What to produce:
Provide only the number of lines below that hold "eroded".

[Records from a data source]

**********

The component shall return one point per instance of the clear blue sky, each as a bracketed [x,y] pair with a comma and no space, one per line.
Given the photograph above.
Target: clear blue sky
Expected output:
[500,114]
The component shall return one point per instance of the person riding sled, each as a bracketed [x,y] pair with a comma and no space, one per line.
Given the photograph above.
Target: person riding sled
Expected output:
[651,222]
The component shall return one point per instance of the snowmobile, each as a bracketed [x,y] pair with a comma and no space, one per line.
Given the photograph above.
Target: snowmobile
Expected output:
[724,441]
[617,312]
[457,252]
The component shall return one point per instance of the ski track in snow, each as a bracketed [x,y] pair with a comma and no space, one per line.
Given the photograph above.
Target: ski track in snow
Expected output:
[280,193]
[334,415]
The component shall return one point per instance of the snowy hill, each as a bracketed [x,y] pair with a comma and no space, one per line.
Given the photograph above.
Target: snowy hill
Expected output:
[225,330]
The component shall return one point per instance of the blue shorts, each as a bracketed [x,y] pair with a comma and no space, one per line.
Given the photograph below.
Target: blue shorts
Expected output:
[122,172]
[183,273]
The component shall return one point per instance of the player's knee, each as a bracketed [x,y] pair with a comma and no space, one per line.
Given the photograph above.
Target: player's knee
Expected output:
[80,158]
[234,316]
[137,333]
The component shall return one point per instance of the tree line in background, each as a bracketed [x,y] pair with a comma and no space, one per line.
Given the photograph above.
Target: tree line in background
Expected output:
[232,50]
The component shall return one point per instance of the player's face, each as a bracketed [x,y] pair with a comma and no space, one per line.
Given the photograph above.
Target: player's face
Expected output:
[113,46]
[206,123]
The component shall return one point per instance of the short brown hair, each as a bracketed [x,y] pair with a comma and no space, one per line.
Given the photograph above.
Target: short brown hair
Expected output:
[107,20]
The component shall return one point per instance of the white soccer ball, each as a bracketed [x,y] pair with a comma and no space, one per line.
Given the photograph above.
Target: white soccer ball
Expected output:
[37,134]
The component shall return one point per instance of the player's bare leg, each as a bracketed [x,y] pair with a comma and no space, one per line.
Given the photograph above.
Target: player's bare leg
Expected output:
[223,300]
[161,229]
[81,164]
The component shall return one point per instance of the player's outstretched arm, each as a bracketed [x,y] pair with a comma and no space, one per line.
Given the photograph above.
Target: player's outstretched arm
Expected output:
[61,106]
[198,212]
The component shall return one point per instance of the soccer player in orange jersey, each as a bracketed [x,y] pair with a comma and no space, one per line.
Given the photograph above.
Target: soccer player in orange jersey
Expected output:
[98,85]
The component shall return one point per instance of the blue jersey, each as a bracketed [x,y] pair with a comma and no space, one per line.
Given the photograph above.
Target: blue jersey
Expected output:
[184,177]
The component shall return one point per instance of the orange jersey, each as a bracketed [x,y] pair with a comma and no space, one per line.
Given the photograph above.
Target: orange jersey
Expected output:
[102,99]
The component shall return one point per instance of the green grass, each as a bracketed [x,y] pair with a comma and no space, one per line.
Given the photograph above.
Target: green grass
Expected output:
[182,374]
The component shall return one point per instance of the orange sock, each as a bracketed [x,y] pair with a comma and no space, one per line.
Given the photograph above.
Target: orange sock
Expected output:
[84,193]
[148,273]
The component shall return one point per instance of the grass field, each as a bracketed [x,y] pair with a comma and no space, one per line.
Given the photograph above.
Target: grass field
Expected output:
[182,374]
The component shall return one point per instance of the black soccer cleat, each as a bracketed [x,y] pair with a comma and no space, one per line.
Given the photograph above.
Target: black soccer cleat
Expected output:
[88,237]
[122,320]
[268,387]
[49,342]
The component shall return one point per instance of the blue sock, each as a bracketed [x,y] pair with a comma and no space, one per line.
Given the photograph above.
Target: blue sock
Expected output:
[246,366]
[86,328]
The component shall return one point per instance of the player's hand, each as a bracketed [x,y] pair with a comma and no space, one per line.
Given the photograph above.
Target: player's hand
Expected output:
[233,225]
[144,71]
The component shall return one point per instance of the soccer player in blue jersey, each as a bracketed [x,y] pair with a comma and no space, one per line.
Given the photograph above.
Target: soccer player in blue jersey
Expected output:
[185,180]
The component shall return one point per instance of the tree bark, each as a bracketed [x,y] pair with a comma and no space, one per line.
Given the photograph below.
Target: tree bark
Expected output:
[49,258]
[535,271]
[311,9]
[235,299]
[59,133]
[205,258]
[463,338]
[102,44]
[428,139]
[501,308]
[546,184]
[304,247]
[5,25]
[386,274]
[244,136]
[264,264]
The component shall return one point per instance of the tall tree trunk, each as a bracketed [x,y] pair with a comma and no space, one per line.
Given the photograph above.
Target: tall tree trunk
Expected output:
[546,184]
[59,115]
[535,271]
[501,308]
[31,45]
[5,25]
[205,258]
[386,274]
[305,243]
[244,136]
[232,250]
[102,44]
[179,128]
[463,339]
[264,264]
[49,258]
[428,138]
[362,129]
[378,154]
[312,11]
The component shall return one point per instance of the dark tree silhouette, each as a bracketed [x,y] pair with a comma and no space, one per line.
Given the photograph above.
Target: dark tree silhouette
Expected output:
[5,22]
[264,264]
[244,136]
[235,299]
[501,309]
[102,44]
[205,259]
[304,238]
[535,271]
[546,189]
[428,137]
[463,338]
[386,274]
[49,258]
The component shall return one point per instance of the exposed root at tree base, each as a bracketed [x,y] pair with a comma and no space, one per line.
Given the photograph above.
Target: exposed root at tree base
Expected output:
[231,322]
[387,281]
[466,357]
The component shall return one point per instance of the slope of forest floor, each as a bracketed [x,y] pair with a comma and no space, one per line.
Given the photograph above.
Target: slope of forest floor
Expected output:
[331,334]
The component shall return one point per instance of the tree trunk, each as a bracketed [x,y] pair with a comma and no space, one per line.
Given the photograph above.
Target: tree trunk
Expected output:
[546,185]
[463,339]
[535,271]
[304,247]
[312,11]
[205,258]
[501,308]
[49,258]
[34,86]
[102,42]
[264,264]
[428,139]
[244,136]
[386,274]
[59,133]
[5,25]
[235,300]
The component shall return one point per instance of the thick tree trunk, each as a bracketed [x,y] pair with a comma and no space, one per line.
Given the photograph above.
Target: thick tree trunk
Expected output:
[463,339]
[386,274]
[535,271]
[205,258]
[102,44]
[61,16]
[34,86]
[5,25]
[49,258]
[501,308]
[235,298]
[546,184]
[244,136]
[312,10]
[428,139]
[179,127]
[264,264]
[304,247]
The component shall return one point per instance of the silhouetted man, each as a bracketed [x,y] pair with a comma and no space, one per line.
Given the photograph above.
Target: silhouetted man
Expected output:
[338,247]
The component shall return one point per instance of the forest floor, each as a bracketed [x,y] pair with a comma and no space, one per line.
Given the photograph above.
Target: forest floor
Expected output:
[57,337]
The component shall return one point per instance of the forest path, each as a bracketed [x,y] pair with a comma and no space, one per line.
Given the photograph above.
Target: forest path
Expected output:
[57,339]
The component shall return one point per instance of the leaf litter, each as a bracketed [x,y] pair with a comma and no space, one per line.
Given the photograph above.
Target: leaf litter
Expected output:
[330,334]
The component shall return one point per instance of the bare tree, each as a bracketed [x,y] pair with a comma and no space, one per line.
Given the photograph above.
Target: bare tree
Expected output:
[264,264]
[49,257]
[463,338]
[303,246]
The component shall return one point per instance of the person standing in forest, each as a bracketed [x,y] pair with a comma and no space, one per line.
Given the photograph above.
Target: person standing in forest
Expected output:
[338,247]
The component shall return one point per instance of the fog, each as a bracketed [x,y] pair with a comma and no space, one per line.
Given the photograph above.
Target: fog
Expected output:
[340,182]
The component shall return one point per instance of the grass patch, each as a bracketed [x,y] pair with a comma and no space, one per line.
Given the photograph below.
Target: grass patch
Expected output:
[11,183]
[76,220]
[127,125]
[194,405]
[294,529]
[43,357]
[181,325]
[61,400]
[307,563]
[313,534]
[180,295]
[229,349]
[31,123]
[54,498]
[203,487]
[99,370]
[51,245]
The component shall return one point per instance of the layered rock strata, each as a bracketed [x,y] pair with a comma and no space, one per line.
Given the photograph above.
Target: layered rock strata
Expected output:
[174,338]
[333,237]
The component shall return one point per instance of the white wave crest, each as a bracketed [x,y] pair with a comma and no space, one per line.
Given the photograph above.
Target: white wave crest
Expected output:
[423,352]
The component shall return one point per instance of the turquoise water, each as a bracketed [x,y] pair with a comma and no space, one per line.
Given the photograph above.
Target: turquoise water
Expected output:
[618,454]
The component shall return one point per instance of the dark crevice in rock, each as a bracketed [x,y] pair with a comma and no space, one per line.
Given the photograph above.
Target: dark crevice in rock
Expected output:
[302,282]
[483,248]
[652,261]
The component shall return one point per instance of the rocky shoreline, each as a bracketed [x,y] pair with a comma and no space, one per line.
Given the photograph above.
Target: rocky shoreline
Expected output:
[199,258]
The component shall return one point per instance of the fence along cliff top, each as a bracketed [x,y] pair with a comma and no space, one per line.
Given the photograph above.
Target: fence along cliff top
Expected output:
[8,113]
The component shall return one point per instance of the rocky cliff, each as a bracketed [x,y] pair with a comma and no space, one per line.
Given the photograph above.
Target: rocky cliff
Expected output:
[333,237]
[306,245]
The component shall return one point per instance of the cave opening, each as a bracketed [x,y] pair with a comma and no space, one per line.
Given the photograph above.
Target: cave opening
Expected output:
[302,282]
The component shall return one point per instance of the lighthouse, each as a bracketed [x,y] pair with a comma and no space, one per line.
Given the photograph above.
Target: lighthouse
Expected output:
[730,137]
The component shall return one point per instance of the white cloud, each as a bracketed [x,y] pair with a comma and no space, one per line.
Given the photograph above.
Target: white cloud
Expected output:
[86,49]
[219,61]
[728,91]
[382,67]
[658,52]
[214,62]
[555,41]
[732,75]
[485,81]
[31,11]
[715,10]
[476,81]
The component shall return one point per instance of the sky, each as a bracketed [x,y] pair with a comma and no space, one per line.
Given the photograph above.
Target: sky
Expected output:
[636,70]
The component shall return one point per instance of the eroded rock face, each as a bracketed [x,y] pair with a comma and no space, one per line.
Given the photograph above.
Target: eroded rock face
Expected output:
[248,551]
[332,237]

**********

Exercise answer:
2